» **WORK TASK**
Of the entries below, return exactly those lines that fall between the one containing "box: [106, 18, 148, 165]" and the one containing "30L103 46L109 129L112", the two end lines included.

» **INPUT DATA**
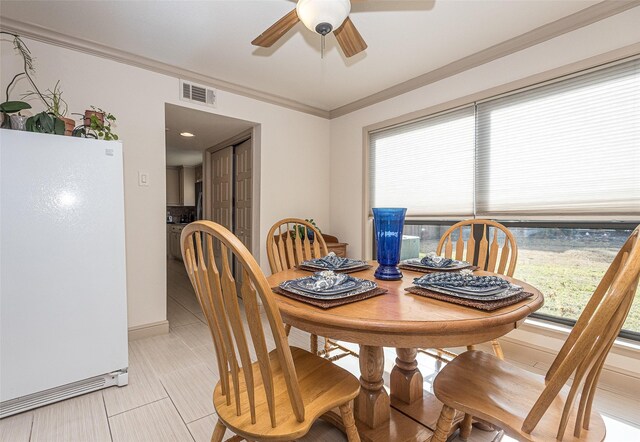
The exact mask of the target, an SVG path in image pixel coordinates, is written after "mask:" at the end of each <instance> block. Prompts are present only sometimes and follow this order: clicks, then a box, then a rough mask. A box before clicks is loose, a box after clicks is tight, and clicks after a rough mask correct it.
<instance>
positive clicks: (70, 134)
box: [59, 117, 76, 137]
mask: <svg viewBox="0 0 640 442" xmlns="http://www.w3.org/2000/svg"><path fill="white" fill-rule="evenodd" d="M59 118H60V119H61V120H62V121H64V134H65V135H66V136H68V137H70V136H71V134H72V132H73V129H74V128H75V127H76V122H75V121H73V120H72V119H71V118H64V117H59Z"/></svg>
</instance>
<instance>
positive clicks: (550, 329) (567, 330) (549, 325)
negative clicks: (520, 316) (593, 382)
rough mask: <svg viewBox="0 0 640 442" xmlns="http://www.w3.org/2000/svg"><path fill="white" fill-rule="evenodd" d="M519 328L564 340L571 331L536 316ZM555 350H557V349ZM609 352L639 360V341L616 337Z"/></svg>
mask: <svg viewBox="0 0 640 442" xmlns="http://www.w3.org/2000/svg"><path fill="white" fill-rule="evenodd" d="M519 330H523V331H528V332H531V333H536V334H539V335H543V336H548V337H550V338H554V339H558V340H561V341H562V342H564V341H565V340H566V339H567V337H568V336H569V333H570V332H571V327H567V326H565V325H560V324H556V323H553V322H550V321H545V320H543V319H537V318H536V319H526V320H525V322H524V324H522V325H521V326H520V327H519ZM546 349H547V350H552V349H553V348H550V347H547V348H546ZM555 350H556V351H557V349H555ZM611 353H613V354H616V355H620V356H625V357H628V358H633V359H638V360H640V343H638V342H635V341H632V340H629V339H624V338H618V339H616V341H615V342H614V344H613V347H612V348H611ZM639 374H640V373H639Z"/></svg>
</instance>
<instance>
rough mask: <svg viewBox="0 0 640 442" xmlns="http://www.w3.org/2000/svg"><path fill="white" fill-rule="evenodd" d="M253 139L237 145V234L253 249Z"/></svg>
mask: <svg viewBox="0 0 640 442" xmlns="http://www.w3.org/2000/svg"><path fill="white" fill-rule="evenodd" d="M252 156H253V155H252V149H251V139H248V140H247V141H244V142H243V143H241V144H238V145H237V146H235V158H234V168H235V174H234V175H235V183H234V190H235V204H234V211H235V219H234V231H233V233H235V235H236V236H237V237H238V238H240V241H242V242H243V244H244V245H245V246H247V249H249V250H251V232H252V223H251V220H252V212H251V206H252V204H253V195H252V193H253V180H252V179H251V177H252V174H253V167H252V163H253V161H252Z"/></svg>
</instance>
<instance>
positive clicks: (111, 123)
==
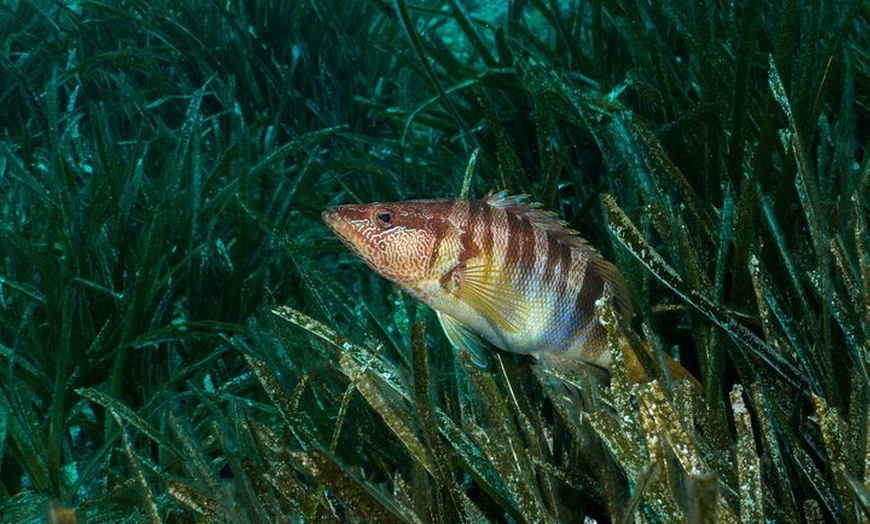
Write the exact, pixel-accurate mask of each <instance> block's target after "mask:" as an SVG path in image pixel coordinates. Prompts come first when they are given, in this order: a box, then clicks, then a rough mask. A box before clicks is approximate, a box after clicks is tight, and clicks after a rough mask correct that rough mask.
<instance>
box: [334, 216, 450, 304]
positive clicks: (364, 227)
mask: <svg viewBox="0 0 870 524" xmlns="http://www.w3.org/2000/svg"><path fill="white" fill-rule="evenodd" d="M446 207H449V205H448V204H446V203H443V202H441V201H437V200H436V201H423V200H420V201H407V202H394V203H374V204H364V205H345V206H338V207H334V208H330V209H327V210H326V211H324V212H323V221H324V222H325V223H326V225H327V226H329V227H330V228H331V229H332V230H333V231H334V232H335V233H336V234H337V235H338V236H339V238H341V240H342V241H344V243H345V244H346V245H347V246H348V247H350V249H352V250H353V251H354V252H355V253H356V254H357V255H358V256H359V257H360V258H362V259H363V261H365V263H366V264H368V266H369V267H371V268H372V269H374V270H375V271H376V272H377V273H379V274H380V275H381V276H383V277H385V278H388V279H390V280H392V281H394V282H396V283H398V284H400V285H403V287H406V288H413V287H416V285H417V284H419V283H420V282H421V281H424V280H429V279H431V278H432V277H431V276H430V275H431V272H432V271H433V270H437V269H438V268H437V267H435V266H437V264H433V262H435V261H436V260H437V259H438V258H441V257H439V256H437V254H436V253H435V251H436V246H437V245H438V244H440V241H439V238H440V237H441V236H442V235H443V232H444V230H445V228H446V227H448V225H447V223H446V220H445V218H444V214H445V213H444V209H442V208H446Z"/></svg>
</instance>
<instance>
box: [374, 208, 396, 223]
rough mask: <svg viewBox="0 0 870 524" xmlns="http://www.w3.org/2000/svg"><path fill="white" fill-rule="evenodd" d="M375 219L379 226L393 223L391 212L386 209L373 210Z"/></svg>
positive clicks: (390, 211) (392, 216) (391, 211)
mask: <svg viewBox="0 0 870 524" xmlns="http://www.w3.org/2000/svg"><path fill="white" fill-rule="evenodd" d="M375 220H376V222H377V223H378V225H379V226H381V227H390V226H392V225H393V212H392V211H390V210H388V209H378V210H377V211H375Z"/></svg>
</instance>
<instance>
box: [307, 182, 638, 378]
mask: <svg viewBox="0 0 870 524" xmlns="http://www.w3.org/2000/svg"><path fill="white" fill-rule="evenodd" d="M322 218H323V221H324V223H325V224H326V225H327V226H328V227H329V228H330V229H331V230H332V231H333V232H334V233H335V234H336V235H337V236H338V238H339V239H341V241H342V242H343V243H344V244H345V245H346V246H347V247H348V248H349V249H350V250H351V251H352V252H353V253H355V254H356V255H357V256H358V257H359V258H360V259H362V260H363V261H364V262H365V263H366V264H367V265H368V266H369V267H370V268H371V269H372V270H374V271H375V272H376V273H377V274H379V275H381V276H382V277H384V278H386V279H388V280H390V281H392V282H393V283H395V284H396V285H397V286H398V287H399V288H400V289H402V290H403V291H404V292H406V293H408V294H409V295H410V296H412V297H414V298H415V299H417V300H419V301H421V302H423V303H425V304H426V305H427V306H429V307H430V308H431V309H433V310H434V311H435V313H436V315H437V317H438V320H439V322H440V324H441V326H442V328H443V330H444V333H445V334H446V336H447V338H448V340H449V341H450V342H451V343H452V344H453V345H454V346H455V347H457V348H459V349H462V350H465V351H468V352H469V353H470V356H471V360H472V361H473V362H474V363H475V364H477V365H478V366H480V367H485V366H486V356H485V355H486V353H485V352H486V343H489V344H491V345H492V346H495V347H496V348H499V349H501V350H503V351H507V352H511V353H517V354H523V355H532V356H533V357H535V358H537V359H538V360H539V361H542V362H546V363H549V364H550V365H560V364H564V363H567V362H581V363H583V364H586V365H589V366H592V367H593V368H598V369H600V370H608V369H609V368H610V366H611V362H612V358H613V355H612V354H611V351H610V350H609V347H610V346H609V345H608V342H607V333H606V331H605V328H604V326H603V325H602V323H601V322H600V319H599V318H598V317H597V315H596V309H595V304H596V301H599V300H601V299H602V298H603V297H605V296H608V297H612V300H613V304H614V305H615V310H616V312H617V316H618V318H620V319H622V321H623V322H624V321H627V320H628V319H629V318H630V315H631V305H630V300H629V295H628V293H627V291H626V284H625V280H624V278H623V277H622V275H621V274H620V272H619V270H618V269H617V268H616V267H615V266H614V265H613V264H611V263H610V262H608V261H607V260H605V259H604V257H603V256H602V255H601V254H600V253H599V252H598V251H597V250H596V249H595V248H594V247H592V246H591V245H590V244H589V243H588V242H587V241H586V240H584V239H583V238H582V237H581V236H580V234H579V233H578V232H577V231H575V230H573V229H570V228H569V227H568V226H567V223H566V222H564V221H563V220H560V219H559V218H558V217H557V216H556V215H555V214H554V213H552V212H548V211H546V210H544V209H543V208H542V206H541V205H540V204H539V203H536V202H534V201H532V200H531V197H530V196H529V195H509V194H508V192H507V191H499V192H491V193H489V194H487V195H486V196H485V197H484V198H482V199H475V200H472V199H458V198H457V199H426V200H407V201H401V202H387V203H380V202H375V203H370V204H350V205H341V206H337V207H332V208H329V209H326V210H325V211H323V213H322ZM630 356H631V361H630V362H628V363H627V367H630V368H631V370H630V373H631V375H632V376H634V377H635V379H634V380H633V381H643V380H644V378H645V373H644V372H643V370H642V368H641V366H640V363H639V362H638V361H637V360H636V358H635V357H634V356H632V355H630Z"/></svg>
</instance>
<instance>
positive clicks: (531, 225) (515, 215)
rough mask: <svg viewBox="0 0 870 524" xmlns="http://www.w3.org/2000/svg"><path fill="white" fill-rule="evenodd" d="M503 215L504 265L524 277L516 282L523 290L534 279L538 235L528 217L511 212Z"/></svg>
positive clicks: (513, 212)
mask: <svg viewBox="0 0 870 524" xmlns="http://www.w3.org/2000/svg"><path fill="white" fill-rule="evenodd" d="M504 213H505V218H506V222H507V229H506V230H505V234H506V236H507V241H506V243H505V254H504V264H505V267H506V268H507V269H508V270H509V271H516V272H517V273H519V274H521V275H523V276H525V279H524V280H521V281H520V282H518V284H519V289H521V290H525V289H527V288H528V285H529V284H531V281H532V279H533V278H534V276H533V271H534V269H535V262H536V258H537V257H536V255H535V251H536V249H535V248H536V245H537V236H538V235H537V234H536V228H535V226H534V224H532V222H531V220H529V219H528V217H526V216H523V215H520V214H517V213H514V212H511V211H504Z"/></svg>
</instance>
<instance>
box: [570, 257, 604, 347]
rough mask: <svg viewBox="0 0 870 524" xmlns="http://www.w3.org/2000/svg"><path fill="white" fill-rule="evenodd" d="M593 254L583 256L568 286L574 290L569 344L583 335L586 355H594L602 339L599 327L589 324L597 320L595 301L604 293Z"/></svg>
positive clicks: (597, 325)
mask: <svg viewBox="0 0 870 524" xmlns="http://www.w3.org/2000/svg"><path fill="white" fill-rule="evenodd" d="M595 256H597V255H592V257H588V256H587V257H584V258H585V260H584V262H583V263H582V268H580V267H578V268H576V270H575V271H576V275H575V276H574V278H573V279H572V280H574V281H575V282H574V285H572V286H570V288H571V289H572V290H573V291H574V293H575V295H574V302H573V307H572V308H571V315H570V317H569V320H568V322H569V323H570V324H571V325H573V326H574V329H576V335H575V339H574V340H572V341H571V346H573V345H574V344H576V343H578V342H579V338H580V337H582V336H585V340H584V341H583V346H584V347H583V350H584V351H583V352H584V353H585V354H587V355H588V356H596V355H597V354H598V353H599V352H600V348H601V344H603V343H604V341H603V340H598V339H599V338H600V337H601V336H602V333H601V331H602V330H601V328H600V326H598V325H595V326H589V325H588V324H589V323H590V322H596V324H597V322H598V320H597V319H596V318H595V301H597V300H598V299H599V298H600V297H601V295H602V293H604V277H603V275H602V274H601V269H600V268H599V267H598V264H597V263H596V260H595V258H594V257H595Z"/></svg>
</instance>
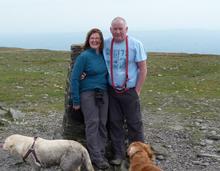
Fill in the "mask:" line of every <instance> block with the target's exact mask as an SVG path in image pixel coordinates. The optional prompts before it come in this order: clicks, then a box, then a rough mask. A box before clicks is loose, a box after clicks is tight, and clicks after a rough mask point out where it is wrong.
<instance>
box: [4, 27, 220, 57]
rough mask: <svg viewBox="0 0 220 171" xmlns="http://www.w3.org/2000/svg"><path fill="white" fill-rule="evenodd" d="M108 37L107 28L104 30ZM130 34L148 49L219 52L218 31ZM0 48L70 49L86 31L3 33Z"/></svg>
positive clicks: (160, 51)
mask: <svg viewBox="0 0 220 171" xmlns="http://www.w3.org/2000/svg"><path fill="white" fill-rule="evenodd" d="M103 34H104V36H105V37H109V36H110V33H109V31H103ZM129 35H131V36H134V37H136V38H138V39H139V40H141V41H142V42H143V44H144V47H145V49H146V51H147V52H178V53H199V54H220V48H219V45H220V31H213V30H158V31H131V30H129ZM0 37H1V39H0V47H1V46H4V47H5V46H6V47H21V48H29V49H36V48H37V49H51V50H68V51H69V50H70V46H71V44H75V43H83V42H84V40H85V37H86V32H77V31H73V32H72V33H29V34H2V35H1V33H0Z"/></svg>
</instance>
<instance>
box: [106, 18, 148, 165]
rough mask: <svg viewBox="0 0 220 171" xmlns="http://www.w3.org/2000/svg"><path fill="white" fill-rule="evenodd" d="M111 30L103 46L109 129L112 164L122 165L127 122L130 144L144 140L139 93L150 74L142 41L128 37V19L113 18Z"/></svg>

» **OUTPUT BELOW**
box: [106, 18, 148, 165]
rough mask: <svg viewBox="0 0 220 171" xmlns="http://www.w3.org/2000/svg"><path fill="white" fill-rule="evenodd" d="M111 30L103 46L109 129L112 164L122 165L127 122L130 144L144 140L139 93L150 74L142 41L128 37V19L113 18Z"/></svg>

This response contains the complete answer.